The New Roman Missal: Be Not Afraid

The New Roman Missal: Be Not Afraid

Most people’s reaction to an incoming missile is to seek shelter, a safe place to hide. The reaction is not much different from some people’s response to the new English translation of the Latin Roman Missal. Change is never easy, and Catholics have become comfortable with the English that we have been using at Mass for the last forty years. The prayers are easily understood; the responses are in comfortable colloquial language.

Why, then, was there any reason to change, to cause confusion, to spend significant money on new liturgical books, hymnals, pew cards and musical Mass settings?


The Church has undertaken this enormous task for numerous reasons. One reason is the significant amount of new material to be added to the Missal. Because Blessed John Paul II canonized many saints, new Mass texts are required for their feasts. The new Missal includes additional prefaces for the Eucharistic Prayers. The Missal includes additional Masses for various needs and occasions. There is also a new General Instruction, giving the theology of, and directions for, proper celebration of the Mass. This constitutes a significant increase in the content of the new Missal.

**Written request 1:**
According to the Roman Missal article, why are new Mass texts required for feasts?
**Written request 2:**
Carry on the Roman Missal article from its final sentence, keeping the same tone.
The listing that follows is unrelated to the Roman Missal article and can be set aside.

**Source data:**
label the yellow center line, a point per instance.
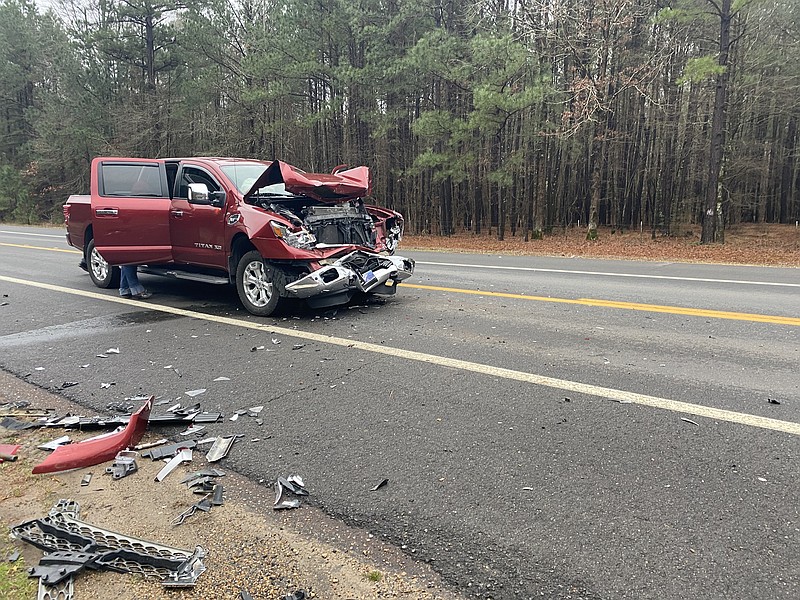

**Answer 1:**
Because Blessed John Paul II canonized many saints, new Mass texts are required for their feasts.

**Answer 2:**
Also, in the 2001 document, Liturgiam Authenticam (authentic liturgy), the Church mandated a more precise method of translating liturgical texts. Translating the texts in a more literal way–as opposed to the previous method of “dynamic equivalence”–will bring us into closer unity with Catholics around the world who will be praying in similar words in their own languages. The new more formal translation is not meant to be slavish word-for-word translation, but is meant to preserve the theological tradition of the Church more strongly. One of the great strengths of the new translation is that it very clearly connects us with the Bible texts that underlie the prayers of the Mass.


One of the criticisms of the liturgical renewal following the Second Vatican Council was that people were not prepared sufficiently. They arrived at church one Sunday and the altar was turned around. On another Sunday, the Mass was in English. On another Sunday, a lay person was reading the scriptures. These changes were monumental for people used to the traditional Latin Mass. In some places, people were prepared with proper catechesis, but, in other places, the changes were simply made and the people had to accept them without understanding the reasons.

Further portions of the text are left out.